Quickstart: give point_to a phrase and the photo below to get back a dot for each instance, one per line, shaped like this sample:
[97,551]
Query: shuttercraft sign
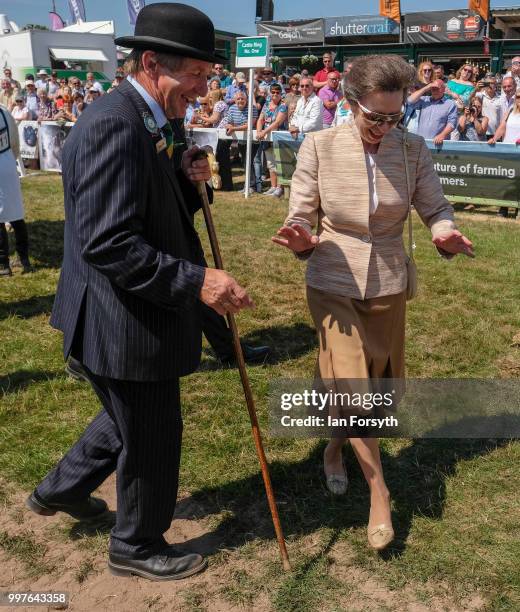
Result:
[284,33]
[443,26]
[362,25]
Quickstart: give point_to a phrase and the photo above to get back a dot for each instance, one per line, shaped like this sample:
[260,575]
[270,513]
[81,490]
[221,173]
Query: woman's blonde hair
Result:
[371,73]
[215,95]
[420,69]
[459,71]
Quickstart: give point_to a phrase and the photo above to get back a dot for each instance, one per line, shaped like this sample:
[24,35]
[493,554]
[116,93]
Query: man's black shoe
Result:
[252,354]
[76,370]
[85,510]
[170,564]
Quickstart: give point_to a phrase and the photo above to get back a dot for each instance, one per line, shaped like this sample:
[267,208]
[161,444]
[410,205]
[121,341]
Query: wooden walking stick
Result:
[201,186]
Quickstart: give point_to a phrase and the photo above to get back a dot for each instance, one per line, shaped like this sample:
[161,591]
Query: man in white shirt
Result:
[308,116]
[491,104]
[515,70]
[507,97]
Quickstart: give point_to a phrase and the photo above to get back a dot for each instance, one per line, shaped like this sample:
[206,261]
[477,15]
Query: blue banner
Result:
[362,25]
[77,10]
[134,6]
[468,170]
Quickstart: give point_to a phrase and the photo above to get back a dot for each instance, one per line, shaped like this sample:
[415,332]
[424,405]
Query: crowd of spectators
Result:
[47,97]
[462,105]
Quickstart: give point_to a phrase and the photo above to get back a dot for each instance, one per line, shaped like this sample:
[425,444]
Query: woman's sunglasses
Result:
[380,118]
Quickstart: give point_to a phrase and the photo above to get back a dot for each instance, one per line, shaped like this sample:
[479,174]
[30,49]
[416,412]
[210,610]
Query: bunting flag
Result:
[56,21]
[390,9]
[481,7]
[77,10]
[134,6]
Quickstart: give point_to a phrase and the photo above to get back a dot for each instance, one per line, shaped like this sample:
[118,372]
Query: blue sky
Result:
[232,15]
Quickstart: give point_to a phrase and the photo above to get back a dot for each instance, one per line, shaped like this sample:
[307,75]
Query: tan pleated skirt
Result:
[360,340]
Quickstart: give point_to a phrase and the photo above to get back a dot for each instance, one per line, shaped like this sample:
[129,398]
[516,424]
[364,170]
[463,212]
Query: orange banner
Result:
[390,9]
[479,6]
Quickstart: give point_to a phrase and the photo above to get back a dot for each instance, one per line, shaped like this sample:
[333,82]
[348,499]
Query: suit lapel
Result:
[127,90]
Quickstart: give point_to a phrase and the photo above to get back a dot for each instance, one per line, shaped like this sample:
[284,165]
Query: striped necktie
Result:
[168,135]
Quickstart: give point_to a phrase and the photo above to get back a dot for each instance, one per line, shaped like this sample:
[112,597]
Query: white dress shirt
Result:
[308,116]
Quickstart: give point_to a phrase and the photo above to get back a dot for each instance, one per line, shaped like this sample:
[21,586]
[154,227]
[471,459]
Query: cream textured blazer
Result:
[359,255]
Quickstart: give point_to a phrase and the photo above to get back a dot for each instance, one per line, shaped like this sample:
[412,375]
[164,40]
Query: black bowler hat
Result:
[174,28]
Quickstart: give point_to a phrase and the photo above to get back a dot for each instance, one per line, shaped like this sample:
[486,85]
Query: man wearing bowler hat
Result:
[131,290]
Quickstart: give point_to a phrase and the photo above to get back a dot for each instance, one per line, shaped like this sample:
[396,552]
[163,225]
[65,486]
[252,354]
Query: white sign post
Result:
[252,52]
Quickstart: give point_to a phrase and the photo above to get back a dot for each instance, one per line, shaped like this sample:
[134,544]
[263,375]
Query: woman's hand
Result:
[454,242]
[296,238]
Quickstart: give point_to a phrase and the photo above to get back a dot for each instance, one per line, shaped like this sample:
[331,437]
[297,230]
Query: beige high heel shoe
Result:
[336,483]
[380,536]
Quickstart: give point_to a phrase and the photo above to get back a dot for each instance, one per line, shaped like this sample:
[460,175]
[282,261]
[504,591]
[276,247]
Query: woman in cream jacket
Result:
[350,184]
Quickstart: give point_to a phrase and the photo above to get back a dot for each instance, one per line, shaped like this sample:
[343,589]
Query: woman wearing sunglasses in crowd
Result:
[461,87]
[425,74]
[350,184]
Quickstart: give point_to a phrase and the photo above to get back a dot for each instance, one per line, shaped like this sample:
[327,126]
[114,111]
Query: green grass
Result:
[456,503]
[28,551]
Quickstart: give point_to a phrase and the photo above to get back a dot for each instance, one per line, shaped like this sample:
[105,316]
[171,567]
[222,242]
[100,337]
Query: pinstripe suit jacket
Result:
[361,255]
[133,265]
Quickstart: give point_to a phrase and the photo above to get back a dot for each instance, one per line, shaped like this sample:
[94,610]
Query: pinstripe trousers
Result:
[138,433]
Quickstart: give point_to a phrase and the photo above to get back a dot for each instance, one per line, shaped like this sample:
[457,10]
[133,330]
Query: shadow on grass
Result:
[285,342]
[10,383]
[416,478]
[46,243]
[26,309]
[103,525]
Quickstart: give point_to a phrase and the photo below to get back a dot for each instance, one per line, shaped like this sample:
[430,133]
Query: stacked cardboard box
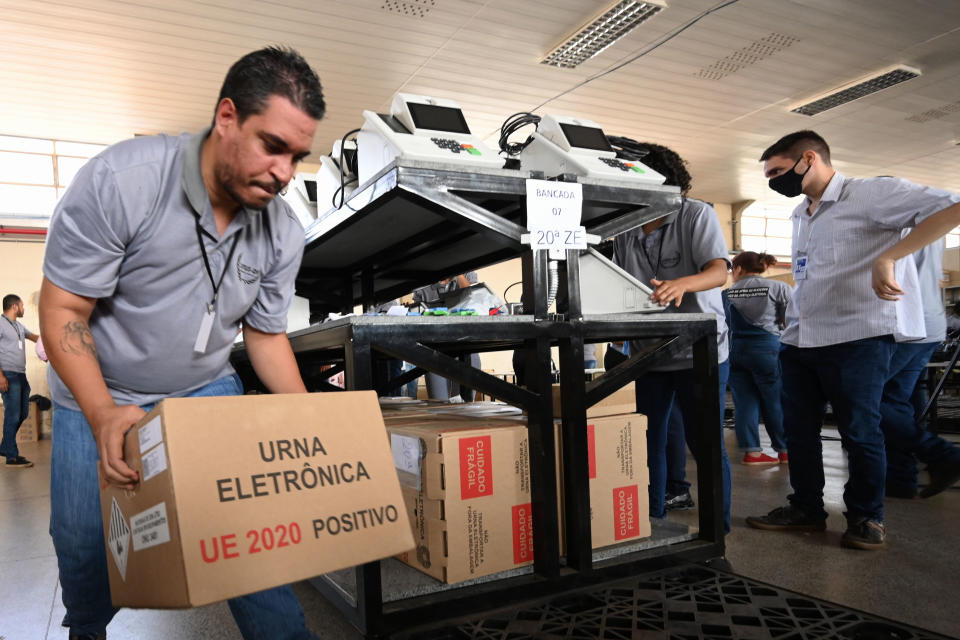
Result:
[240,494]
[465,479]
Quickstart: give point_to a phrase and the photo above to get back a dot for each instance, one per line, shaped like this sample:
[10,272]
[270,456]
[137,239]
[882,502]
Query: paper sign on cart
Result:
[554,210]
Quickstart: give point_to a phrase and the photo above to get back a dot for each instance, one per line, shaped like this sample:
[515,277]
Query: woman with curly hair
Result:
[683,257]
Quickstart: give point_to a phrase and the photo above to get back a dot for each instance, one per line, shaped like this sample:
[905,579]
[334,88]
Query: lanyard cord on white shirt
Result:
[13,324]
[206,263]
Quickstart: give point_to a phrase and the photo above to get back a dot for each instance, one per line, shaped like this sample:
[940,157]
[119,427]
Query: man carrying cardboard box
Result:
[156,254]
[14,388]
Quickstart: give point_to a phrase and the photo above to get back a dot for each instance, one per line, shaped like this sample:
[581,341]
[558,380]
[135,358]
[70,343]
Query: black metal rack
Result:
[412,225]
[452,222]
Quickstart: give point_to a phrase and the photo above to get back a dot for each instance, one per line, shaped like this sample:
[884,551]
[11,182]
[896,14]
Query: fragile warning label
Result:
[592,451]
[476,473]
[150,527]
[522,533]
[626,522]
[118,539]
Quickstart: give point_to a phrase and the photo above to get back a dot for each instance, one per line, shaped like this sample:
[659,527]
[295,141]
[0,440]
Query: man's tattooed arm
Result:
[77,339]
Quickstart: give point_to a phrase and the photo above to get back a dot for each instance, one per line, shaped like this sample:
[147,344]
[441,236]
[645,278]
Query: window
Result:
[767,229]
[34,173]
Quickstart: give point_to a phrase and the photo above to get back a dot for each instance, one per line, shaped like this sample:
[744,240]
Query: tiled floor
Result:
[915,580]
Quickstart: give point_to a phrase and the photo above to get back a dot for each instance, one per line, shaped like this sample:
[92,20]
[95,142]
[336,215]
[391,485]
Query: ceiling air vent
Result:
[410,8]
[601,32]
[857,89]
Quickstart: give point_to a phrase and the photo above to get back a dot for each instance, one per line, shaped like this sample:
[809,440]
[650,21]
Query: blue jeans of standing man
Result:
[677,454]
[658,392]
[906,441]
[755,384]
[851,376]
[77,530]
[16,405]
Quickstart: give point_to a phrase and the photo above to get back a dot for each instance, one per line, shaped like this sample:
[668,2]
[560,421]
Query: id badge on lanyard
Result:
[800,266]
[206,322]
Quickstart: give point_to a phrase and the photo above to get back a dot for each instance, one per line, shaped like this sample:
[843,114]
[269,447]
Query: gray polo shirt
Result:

=== ASSIGNMENT ===
A faithful copy of the data is required: each word kept, each picture omitted.

=== ANSWER TO THE PROBLEM ===
Quickstart: give point_to a phrase and the photo below to get back a dot for each instance, one per line, shaped like this sample:
[97,551]
Query: shuttercraft sign
Result:
[284,33]
[443,26]
[362,25]
Quickstart: give point_to a phrase and the photo above to get back a dot for each instance, one per line, shaped like this sample:
[260,575]
[270,513]
[81,490]
[221,173]
Query: woman's blonde hair
Result:
[371,73]
[215,95]
[420,69]
[459,71]
Quickstart: give point_to a phrase and the photo above to get back a dot for each instance, one per line, shaped like this sample:
[24,35]
[493,554]
[116,93]
Query: man's black shoe
Result:
[252,354]
[76,370]
[85,510]
[170,564]
Quickstart: give point_to a phrase and the photo above to get back a dot for each instance, one per line, shaped like this sample:
[267,208]
[161,444]
[410,205]
[121,341]
Query: wooden walking stick
Result:
[201,186]
Quickstart: give point_to a phrase and the photo above to get back a dot for each instance, one per line, shaped like this sample:
[161,591]
Query: man in white shirt
Result:
[308,116]
[491,104]
[515,70]
[507,97]
Quickstart: give point_to a phrase and the photo above to get back a dot for each instance, one per line, shaped like this sample:
[206,261]
[477,15]
Query: blue banner
Result:
[362,25]
[77,10]
[134,6]
[468,170]
Quickstart: give point_to a phrase and the photo above to get back a dot for each instance, one per line, shaped like this sample:
[415,332]
[424,405]
Query: crowd of spectators
Result:
[47,97]
[462,105]
Quickstart: give point_to a phrase and the photo above to get back a dot for each instance, one per line, shaped like this sample:
[425,444]
Query: woman's sunglasses
Result:
[380,118]
Quickstart: give point_to a phrase and the photo above to get back a dot for each instance, one per line, shaped like this sample:
[479,174]
[30,49]
[416,412]
[210,610]
Query: bunting flag
Result:
[56,21]
[390,9]
[481,7]
[77,10]
[134,6]
Quickstart: give point_to a phrase and the photo above to get back a dot for each instance, one per line, shaped like this sample:
[118,372]
Query: blue sky
Result:
[232,15]
Quickstart: give point_to a phrase and the photo above to get back a dot for each instance, one per line, shaped like this sample:
[307,75]
Query: tan pleated skirt
Result:
[360,340]
Quickstart: give point_to a phrase and the photo above to get back a dot for each instance, one per line, shaped like this sample:
[129,398]
[516,424]
[364,170]
[463,212]
Query: orange banner
Result:
[390,9]
[479,6]
Quickstart: give point_to a phrase and the photo above to get back a dot for each instance, one per line, shaped like this sample:
[333,82]
[348,499]
Query: suit lapel
Result:
[127,90]
Quickstart: give point_to a phrase and the photo above to get back a dot for each instance, one per line, shaped like this sample:
[284,165]
Query: striped necktie
Result:
[168,135]
Quickstart: give point_to a phrase and the photo above to get back a dot for each instance, one per line, shaped like this sample:
[112,597]
Query: white dress shirt
Result:
[308,116]
Quickstart: give point_to a phrase and the photo above to get back a dot for each instance, one per line, shaped like this sample:
[21,586]
[154,227]
[471,459]
Query: cream textured blazer
Result:
[359,255]
Quickstart: give point_to a phrase and the photo above to get back a dot for each instance, one per line, shaped like this sample:
[412,375]
[164,40]
Query: black bowler hat
Result:
[174,28]
Quickstart: give point_to a phrase and the photo above to get back a dot for each instance, one per line, shaped like this sample:
[486,85]
Query: man wearing bowler hat
Result:
[131,290]
Quickstart: give point_to a phrase and the photo above to get back a dot for each instance, one per line, shaped like this sample:
[396,552]
[163,225]
[65,486]
[252,354]
Query: white sign post
Result:
[252,52]
Quickstart: give point_to a phrase and the photo above to get back a dot for each instance, one per line, shaped like this sample:
[134,544]
[263,375]
Query: woman's hand
Result:
[454,242]
[296,238]
Quickstart: give point_to a phrase and the photo above to get back a dot for each instance, one per line, shaped like this sample:
[331,437]
[297,230]
Query: beige high heel shoe
Result:
[336,483]
[380,536]
Quickstart: give point_to a phrase and the photo above to get back a dot for each instance, one per line, shaped like this sample:
[460,175]
[282,261]
[504,591]
[276,247]
Query: woman in cream jacket
Result:
[350,184]
Quickstart: give point_to a phrase and the photo above to get back a dot for each instance, one per line, shaped like this sample:
[343,589]
Query: woman wearing sunglasses in crowd
Result:
[461,87]
[425,74]
[350,184]
Quickstart: give point_to a phrase and the photo above to get back a dot for each instance, one per line, shaped like this sample:
[327,126]
[114,111]
Query: green grass
Result:
[456,503]
[28,551]
Quickstart: give point_to a phrase and the photo above to get back a dot for each instance, one per line, shaped like this sample:
[105,316]
[171,567]
[222,242]
[100,337]
Query: pinstripe suit jacket
Result:
[361,255]
[133,265]
Quickstart: give point_to a phrase and the photo above to get back a dot for each instance, one per line, shaped like this sample:
[94,610]
Query: pinstripe trousers
Result:
[138,433]
Quickstart: give point_to a phrase and the photo above to get back a dot for each instance, one per line, shaped like this sample:
[457,10]
[133,330]
Query: shadow on grass
Result:
[285,342]
[10,383]
[416,478]
[46,243]
[26,309]
[103,525]
Quickstart: give point_to a phrase and the photo below to get back a dot for each instance, one per line, shaped like this sample:
[430,133]
Query: stacked cardboard box
Result:
[240,494]
[465,479]
Quickstart: give point_to a phrase and the photo above to get back a dot for each instance, one per line, shaped like this sample:
[10,272]
[270,456]
[137,239]
[882,502]
Query: paper sign on cart
Result:
[554,210]
Quickstart: give point_to a phrase and the photo above to get back a dot for each instance, one per line, shaped like this sample:
[515,277]
Query: woman with curly hair
Result:
[683,257]
Quickstart: give point_to a phrase and the photo above to get back a dot for each instance, one per line, shaped like this sample:
[905,579]
[334,88]
Query: lanyard cord on white shirt
Result:
[13,324]
[206,263]
Quickstart: give point_to a phrase and the photo above to get back a dot for each instance, one per line, shaped like this sample:
[940,157]
[119,427]
Query: man carrying cardboard box
Result:
[156,254]
[14,388]
Quickstart: give point_to a phrase and the photo above to get back a dot for each instance, one per line, shaped like this sample:
[581,341]
[558,380]
[135,358]
[70,343]
Query: black metal rack
Result:
[412,225]
[452,222]
Quickstart: give point_to a phrase and the photo above to get back a dot for each instance, one per line, shaped like this sample:
[884,551]
[11,182]
[896,14]
Query: fragile warning label
Result:
[592,451]
[476,473]
[150,527]
[522,533]
[626,522]
[118,539]
Quickstart: give point_to a phrase and the photo above to get back a dot for each instance, one per line, shaped like this sample:
[659,527]
[295,141]
[0,440]
Query: man's tattooed arm
Result:
[77,339]
Quickstart: give point_to a phrase and the photo above to get back a dot for each instance, one per line, shaped like this sample:
[147,344]
[441,236]
[645,278]
Query: window
Result:
[767,229]
[34,173]
Quickstart: give point_to a phrase and the photo above to get back a dot for each instance, one per line, shaped like this sample:
[744,240]
Query: tiled floor
Result:
[915,580]
Quickstart: give point_to a phrase and the photo above to get back a dot for each instance, one per line, shaped like this sample:
[92,20]
[95,142]
[336,215]
[391,485]
Query: ceiling air vent
Result:
[410,8]
[601,32]
[857,89]
Quickstart: give point_to a phrase and the photo above to get back a dot for each instance, one per line, shaped like this sample:
[809,440]
[650,21]
Query: blue jeans of standing man
Result:
[677,454]
[658,392]
[906,441]
[755,384]
[851,376]
[77,530]
[16,405]
Quickstart: give point_to a phrase and the photo above to get back a dot for each instance, one per line, shaped like this sample:
[668,2]
[560,421]
Query: id badge on lanyard
Result:
[800,266]
[206,322]
Quickstart: give point_to a phrase and the photo above to get back a dot for each instance, one per line, shaped like this sample:
[843,114]
[269,447]
Query: gray polo shirt
Result:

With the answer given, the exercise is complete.